TASK REQUIREMENTS
Reproduce everything in the material from the line containing "Find the car" down to the end of the material, requests included. Scale each coordinate in the answers by 1.1 and round to whole numbers (halves up), leaving the numbers in the requests and their format samples unchanged.

Named-object pointing records:
* * * * * * * * *
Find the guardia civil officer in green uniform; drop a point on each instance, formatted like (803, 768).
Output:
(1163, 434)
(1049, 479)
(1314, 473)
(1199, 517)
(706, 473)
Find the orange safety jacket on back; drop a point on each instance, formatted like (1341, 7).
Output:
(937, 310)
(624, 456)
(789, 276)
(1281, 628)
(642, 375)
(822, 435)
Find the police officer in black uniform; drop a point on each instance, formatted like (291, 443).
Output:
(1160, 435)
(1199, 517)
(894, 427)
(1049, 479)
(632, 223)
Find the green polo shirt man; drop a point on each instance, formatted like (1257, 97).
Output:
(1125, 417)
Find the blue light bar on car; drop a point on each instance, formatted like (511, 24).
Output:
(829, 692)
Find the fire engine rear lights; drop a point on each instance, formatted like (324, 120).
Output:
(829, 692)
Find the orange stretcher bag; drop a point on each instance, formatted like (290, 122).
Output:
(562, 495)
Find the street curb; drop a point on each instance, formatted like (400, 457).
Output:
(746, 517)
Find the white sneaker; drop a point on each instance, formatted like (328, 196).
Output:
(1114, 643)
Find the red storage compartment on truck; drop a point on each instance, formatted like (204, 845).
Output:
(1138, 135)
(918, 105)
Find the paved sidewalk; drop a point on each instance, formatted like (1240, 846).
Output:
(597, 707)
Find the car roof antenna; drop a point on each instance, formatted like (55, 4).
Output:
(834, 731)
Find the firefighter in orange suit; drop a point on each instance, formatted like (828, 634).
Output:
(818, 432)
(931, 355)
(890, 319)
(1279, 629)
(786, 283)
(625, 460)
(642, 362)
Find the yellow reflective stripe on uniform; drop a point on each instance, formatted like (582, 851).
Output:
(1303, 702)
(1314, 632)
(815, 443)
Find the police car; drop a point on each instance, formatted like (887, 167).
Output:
* * * * * * * * *
SOLUTION TO THE PROBLEM
Find the car roof antenna; drop a point on each instance, formatted like (55, 4).
Output:
(917, 804)
Find the firefighter in orange suit; drop a point on each instance, formatted like (828, 634).
Output:
(900, 475)
(1024, 391)
(979, 351)
(1407, 692)
(865, 311)
(688, 506)
(706, 398)
Find the yellow reflective stripe on uniform; drop a point on each instance, formatted like (582, 851).
Output:
(1433, 772)
(1445, 695)
(897, 487)
Find the police car; drop a point on each instance, formatted like (887, 167).
Output:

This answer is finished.